→ 给定文本:

使用Selenium和Python进行分页抓取

-2 投票
1 回答
28 浏览
提问于 2025-04-12 04:09

我正在练习网页抓取,写了一个脚本,可以访问我个人的Coursera网站(我在他们的"robots.txt"文件里没看到有什么禁止的内容,所以我觉得这样做是可以的,因为这是我自己的信息)。不过主要的问题是,当出现验证码时,我还是得手动解决,但除此之外,抓取首页的文本是可以正常工作的。不过,我这边有很多页面的数据需要抓取,现在在处理分页时遇到了一些问题。有没有人能给点建议?我觉得问题可能出在我的def get_pages(self):这个方法上。我在里面加的打印语句显示它到了第2页,但似乎在真正运行之前就结束了……

我的代码是:


import time
import secret
from selenium import webdriver
from selenium.webdriver.common.by import By
from selenium.common.exceptions import NoSuchElementException

'''
Code text
'''

template = 'Certificate Name: {}\nCredential ID: {}\n'

class CourseraScraper:
    '''
    Class variables
    '''
    def __init__ (self, url: str, username: str, password: str):
        # options = webdriver.FirefoxOptions()
        # options.add_argument('--headless')
        self.url = url
        self.username = username
        self.password = password
        self.browser = webdriver.Firefox()
        self.page_counter = 1
        self.selector_counter = 2

    def login(self):
        '''
        Using login info saved in secret.py, login using CSS_SELECTOR
        '''
        self.browser.get(self.url)
        print('Accessing browser URL...')
        username_css_selector = self.browser.find_element(By.CSS_SELECTOR, '#email')
        username_css_selector.send_keys(self.username)
        print('Entering username...')
        
        pwd_css_selector = self.browser.find_element(By.CSS_SELECTOR, '#password')
        pwd_css_selector.send_keys(self.password)
        print('Entering password...')
        
        login_button = self.browser.find_element(By.CSS_SELECTOR, 'button[type="submit"]')
        login_button.click()
        print('Clicking login button...')
        time.sleep(60)
        print('Time delay for CAPTCHA...')


    def click_accomplishments(self):
        '''
        Once logged in, pause (there is a box element that sometimes obscures the
the drop down so the pause should allow the element to become visible) then click
"Accomplishments" from menu.
        '''
        print('Finding "Accomplishments" from drop-down...')
        select_dropdown = self.browser.find_element(By.CSS_SELECTOR, '.cds-Avatar-initial')
        select_dropdown.click()

        print('Clicking link...')
        accomplishments_link = self.browser.find_element(By.CSS_SELECTOR, 'li.dropdown-btn:nth-child(6) > a:nth-child(1)')
        accomplishments_link.click()
        
        time.sleep(5)

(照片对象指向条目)
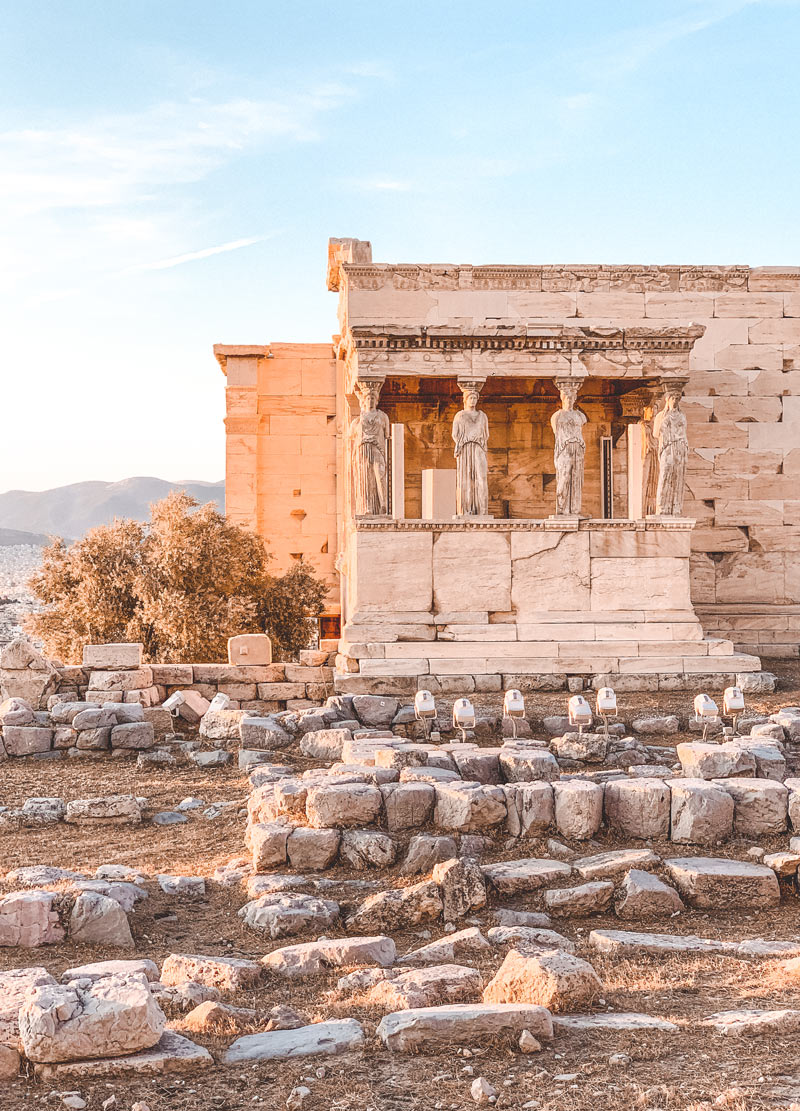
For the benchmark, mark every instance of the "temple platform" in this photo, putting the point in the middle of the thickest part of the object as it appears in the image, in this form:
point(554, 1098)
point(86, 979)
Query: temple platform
point(525, 603)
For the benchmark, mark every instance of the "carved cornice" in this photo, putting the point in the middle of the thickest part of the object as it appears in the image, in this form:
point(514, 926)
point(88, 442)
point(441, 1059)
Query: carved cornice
point(540, 339)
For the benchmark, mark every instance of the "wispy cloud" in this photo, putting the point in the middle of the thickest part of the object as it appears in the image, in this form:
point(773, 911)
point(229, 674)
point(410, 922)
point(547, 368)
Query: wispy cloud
point(178, 260)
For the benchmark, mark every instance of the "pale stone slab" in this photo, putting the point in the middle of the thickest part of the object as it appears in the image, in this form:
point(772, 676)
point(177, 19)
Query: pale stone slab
point(172, 1053)
point(475, 566)
point(339, 1036)
point(461, 1023)
point(707, 882)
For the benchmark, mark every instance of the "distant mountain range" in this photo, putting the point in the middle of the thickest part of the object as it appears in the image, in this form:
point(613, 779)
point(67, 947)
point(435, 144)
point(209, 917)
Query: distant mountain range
point(69, 511)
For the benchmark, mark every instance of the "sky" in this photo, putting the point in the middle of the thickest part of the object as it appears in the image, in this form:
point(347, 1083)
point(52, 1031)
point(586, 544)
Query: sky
point(171, 170)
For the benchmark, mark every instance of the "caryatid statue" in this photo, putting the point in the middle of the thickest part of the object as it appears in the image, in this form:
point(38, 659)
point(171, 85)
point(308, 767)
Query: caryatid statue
point(568, 454)
point(470, 434)
point(670, 430)
point(369, 433)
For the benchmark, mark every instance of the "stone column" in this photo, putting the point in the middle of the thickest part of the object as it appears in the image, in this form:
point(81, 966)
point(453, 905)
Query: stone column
point(670, 433)
point(369, 438)
point(570, 449)
point(470, 434)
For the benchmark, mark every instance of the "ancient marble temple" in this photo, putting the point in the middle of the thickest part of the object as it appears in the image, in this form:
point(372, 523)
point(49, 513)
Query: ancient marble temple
point(517, 474)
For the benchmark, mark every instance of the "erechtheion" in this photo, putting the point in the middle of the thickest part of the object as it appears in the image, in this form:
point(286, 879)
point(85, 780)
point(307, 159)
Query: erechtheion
point(515, 476)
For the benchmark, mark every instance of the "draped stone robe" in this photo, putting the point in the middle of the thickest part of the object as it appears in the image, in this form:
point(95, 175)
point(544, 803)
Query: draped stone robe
point(470, 433)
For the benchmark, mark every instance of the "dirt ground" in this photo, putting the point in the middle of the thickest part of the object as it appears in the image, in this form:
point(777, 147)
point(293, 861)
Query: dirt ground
point(691, 1069)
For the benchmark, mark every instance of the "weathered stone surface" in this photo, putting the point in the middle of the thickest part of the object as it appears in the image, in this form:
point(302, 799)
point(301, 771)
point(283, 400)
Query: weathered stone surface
point(530, 936)
point(407, 806)
point(620, 1021)
point(426, 850)
point(658, 724)
point(716, 761)
point(700, 812)
point(707, 882)
point(468, 807)
point(375, 711)
point(449, 983)
point(15, 986)
point(263, 733)
point(529, 808)
point(227, 973)
point(462, 888)
point(112, 657)
point(342, 806)
point(135, 734)
point(267, 841)
point(398, 907)
point(297, 961)
point(638, 808)
point(586, 748)
point(646, 896)
point(463, 944)
point(107, 810)
point(578, 808)
point(29, 919)
point(606, 866)
point(550, 978)
point(100, 969)
point(760, 806)
point(113, 1016)
point(753, 1022)
point(525, 763)
point(365, 849)
point(339, 1036)
point(282, 916)
point(510, 877)
point(459, 1024)
point(326, 743)
point(312, 850)
point(27, 740)
point(97, 920)
point(586, 899)
point(171, 1053)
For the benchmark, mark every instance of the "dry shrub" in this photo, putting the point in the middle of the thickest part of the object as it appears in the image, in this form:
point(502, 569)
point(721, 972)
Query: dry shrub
point(181, 583)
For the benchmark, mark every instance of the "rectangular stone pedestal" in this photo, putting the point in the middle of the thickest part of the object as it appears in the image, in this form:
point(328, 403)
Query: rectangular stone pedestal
point(526, 598)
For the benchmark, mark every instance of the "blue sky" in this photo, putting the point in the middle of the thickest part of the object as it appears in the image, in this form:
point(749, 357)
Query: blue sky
point(170, 172)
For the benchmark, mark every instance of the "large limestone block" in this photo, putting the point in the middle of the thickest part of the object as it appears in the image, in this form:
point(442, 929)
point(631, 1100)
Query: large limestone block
point(578, 808)
point(468, 807)
point(650, 584)
point(521, 763)
point(513, 877)
point(425, 987)
point(646, 896)
point(112, 657)
point(550, 978)
point(227, 973)
point(530, 808)
point(408, 806)
point(29, 919)
point(701, 812)
point(295, 962)
point(715, 761)
point(172, 1053)
point(338, 1036)
point(638, 808)
point(709, 883)
point(472, 568)
point(15, 986)
point(342, 806)
point(760, 806)
point(549, 571)
point(391, 571)
point(106, 1018)
point(461, 1024)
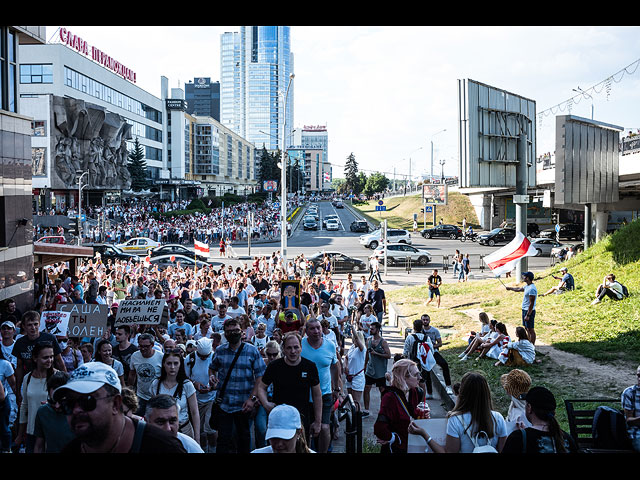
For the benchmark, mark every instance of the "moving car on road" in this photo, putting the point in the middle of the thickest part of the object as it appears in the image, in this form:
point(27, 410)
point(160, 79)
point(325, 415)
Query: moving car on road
point(394, 235)
point(497, 235)
point(398, 253)
point(448, 231)
point(359, 226)
point(339, 262)
point(139, 245)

→ 任务要求 A:
请列出分页抓取帖子的代码中，__init__ 方法给 self 设置的所有属性名。
→ 任务要求 B:
从分页抓取帖子代码里的 time.sleep(5) 之后接着写下去。

→ 书面回答 A:
url、username、password、browser、page_counter、selector_counter

→ 书面回答 B:
    def get_pages(self):
        '''
        This is the problem area - trying to select page, then scrape - but it does not proceed to the 2nd page.
        '''
        n = self.page_counter
        pages = self.browser.find_elements(By.XPATH, f'//*[@id="pagination_number_box_{n}"]')
        for page in pages:
            print(f'Starting on page {n}')
            self.scrape_page()
            n = self.counter_increment()
        print(f'Total pages scraped: {n}')
        print('Process complete!')


    def counter_increment(self):
        '''
        The page count is initialized to 1, then increment n to the next page(s) number
        '''
        self.page_counter += 1
        return self.page_counter


    def selector_increment(self):
        '''
        Box selector starts at n = 2, then increment for each one encountered
        '''
        self.selector_counter += 1
        return self.selector_counter


    def scrape_page(self):
        '''
        Scrape specific element using CSS_SELECTOR and return the text to the function write_text_to_file() to be written to .txt file.
        '''
        n = self.selector_counter
        
        while True:
            tag_css_selector = f'div.rc-AccomplishmentCard:nth-child({n}) > div:nth-child(1) > div:nth-child(2) > a:nth-child(1)'
            try:
                accomplishment = self.browser.find_element(By.CSS_SELECTOR, tag_css_selector)
                h3_text = accomplishment.find_element(By.TAG_NAME, 'h3').text
                to_field = accomplishment.get_attribute('to')
                to_field_text_split = to_field.rsplit('/', 1)[-1]

                formatted_text = template.format(h3_text, to_field_text_split)
                print(formatted_text)
                self.write_text_to_file(formatted_text)
                n = self.selector_increment()

            except NoSuchElementException as e:
                print(f'Reached end of elements.')
                break

            except Exception as e:
                print(f'An error occurred: {e}')
                break


    def write_text_to_file(self, write_text: str):
        '''
        Write values to file
        '''
        with open('div_elements.txt', 'a+') as f:
            f.write(write_text + '\n')


    def close(self):
        '''
        Close browser session.
        '''
        self.browser.close()
        print('All done!')



if __name__ == '__main__':
    
    '''
    Class calls
    '''
    url = secret.url
    username = secret.username
    password = secret.password

    browser_session = CourseraScraper(url, username, password)

    browser_session.login()

    browser_session.click_accomplishments()

    browser_session.get_pages()

    browser_session.close()


我尝试过根据ChatGPT的建议重新调整这个方法,但到目前为止都没有成功。

我希望这个方法能顺利跳到第2页(如果有多页的话,能继续跳下去),并把抓取到的数据添加到.txt文件里。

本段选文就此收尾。